EXTRACTED TEXT –
# Fish options



## racingtiger03 (Aug 9, 2009)

Ok, I've got most of my tank stocked fish-wise. It's mainly down to coral selection. This is a 29 gallon reef tank. Current stock - Tiger pistol shrimp, yellow watchman gobi, 2 percula clowns, 10 blue hermit crabs, 2 black turbo snails (the mini ones that arent bulldozers lol), and 1 sand sifting star. I'm thinking about a skunk cleaner shrimp for the mini 1 gal refuge. As for the last fish I have debated a flame angel (a few months down the road of course, when the tank has fully matured and all the rock is live) What other fish would be good options for this? Looking for something small of course, and very vivid color, thats peaceful and reefsafe. Perhaps more reefsafe than the ify flame angel.


----------



## Pasfur (Mar 29, 2008)

A Flame Angel would work, but is risky and would be pushing the limits in terms of the small tank size you have to offer.

I would prefer to see you look at a Royal Gramma, Six Line Wrasse, or a smaller species of Wrasse. Take a look at the Fairy and Flasher Wrasse selections here:
Wrasses


----------



## racingtiger03 (Aug 9, 2009)

Thanks for the recommendation. I knew the angel might be pushing it in that size tank too.. I've seen recomendations anywhere from a 30 to a 75 gal min. tank size. I'm going to look into the hawaian flame wrasse some more!

DIRECTIVE A – Repeat the entries word for word, from their first line through the line with "point(154, 99)", including both ends.
The entries below the fish options thread are unrelated to it.

Labels for object points –
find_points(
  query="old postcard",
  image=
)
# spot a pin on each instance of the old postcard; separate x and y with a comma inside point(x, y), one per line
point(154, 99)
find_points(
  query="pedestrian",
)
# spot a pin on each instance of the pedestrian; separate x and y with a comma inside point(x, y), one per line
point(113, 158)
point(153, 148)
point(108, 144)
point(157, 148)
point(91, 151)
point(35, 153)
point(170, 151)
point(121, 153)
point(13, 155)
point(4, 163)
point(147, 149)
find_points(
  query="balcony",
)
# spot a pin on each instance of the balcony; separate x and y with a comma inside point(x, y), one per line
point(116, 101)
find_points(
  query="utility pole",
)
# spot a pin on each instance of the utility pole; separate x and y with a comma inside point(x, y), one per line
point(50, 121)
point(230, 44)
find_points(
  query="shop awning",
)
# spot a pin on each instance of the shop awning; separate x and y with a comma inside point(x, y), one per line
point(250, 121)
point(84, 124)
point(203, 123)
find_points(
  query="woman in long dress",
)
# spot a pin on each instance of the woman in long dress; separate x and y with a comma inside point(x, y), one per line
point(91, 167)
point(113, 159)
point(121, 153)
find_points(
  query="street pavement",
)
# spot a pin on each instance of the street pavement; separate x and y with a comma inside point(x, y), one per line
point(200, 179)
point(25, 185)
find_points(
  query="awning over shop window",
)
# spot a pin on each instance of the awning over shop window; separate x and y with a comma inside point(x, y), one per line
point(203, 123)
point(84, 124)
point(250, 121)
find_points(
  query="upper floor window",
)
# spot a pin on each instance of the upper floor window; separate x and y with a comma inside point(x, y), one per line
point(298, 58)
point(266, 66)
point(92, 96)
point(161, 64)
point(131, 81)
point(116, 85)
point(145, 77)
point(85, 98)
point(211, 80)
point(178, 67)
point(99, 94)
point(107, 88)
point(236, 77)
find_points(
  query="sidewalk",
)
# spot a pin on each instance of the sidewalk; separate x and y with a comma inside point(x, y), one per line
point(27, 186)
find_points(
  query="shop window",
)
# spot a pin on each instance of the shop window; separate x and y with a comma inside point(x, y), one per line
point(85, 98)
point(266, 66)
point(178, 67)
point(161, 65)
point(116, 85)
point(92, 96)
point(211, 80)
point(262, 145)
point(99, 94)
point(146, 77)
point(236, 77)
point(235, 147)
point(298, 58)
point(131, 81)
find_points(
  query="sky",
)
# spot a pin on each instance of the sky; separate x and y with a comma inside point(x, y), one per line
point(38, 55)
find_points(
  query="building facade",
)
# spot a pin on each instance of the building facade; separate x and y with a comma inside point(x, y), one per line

DIRECTIVE B – Rewrite the fish options thread from "# Fish options" to "ify flame angel.", changing "sand sifting star" to "sand sifting starfish".

RESPONSE A –
find_points(
  query="old postcard",
  image=
)
# spot a pin on each instance of the old postcard; separate x and y with a comma inside point(x, y), one per line
point(154, 99)

RESPONSE B –
# Fish options



## racingtiger03 (Aug 9, 2009)

Ok, I've got most of my tank stocked fish-wise. It's mainly down to coral selection. This is a 29 gallon reef tank. Current stock - Tiger pistol shrimp, yellow watchman gobi, 2 percula clowns, 10 blue hermit crabs, 2 black turbo snails (the mini ones that arent bulldozers lol), and 1 sand sifting starfish. I'm thinking about a skunk cleaner shrimp for the mini 1 gal refuge. As for the last fish I have debated a flame angel (a few months down the road of course, when the tank has fully matured and all the rock is live) What other fish would be good options for this? Looking for something small of course, and very vivid color, thats peaceful and reefsafe. Perhaps more reefsafe than the ify flame angel.